### Source data
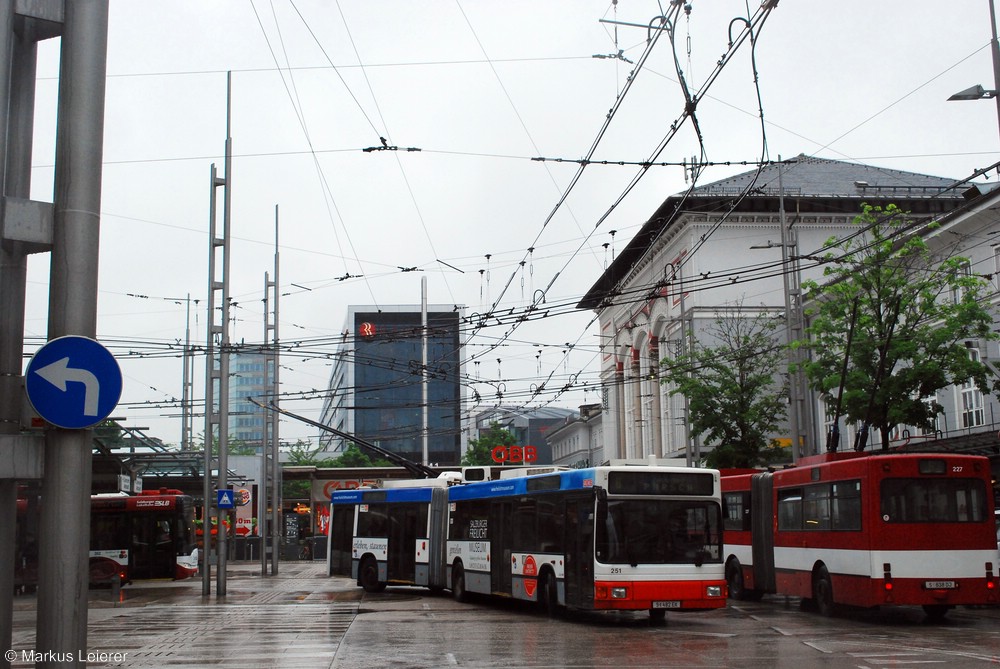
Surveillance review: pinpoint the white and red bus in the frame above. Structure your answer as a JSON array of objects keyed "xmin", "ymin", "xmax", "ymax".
[
  {"xmin": 17, "ymin": 489, "xmax": 199, "ymax": 587},
  {"xmin": 447, "ymin": 465, "xmax": 726, "ymax": 619},
  {"xmin": 90, "ymin": 490, "xmax": 199, "ymax": 582},
  {"xmin": 722, "ymin": 451, "xmax": 999, "ymax": 620}
]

### Exercise objective
Would you return the material exactly, images excluded?

### Answer area
Surveillance review: pinpoint the white and red bus in the frame above. Structure your answer as a JSON array of objects keyed "xmin", "ymin", "xmax", "ymax".
[
  {"xmin": 17, "ymin": 489, "xmax": 199, "ymax": 587},
  {"xmin": 447, "ymin": 465, "xmax": 726, "ymax": 619},
  {"xmin": 90, "ymin": 490, "xmax": 199, "ymax": 582},
  {"xmin": 722, "ymin": 451, "xmax": 999, "ymax": 620}
]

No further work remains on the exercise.